#### [Excerpted text]
Current fuel requirements for Alaska’s ferries should buffer the Alaska Marine Highway System from the Environmental Protection Agency’s low-sulfur fuel requirements.
“It’s not really an issue for the Alaska Marine Highway System,” said Mike Neussl, Alaska Marine Highway Service marine operations deputy commissioner. “We use ultra low sulfur diesel right now in all of our ships.”
A treaty between the U.S. and Canada allows the countries to establish Emissions Control Areas along their coasts and is recognized by the United Nations. The EPA established an ECA along the U.S. coast which goes into effect Aug. 1. The control area requires, among other provisions, that certain large marine engines burn low-sulfur fuel within 200 miles of the coast.
“Finally a regulation comes along and you say ‘That was easy,’” Neussl said, “let’s move on to the next problem.”
Deputy Commissioner Neussl addressed the EPA’s fuel requirement during his speech at the Chamber of Commerce lunch lecture series, Thursday.
Emissions from large diesel marine engines can affect health up to 100 miles inland, according to the EPA (goo.gl/Clh9b). Health issues such as asthma and heart disease are linked to diesel emissions, the agency said.

#### [Entries shown]
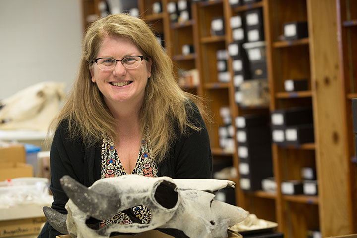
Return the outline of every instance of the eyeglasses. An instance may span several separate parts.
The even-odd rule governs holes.
[[[126,68],[132,69],[139,67],[143,60],[147,57],[143,56],[129,56],[124,57],[121,60],[116,60],[111,57],[102,57],[95,59],[93,61],[98,65],[102,70],[110,70],[114,68],[117,62],[121,61],[121,64]]]

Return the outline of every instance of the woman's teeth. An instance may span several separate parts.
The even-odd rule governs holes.
[[[111,82],[110,84],[112,85],[117,86],[118,87],[122,87],[123,86],[127,85],[130,83],[131,83],[131,81],[127,81],[126,82],[119,82],[119,83]]]

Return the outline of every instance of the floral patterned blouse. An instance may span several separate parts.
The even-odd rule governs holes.
[[[141,141],[133,174],[150,177],[158,176],[157,166],[153,158],[150,156],[151,151],[150,137],[146,133]],[[102,143],[101,178],[120,176],[127,174],[120,162],[119,157],[119,155],[117,153],[112,137],[109,135],[104,136]],[[128,212],[134,214],[140,219],[142,224],[148,223],[151,218],[150,208],[143,205],[133,207],[128,210]],[[111,223],[128,224],[133,222],[125,213],[120,212],[112,218],[102,221],[100,223],[100,227]]]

#### [Tasks to perform]
1 > In the article on Alaska's ferries and the EPA fuel rule, how close to the coast must certain large marine engines burn low-sulfur fuel?
2 > Write the next part of the article on Alaska's ferries and the EPA's low-sulfur fuel rule, picking up after its final sentence.

#### [Answers for the tasks]
1 > Within 200 miles of the coast.

2 >
The EPA would enforce sulfur levels in marine diesel fuel that would drop to 10,000 ppm in 2012 and to 1,000 ppm by 2015.
The cruise industry has said it could see fuel costs rise by millions of dollars per ship (goo.gl/ZH2Eo).
The State of Alaska has sued the EPA to exclude Alaska from enforcement of the ECA due to the state’s unique maritime concerns.
Neussl said Alaska’s ferries have access to low-sulfur fuel at all ports they use.
The Alaska Marine Highway System carried around 330,000 passengers in 2011. The year’s $52.8 million revenue was an all time record. Upkeep and operation of the marine highway system cost the state $160 million.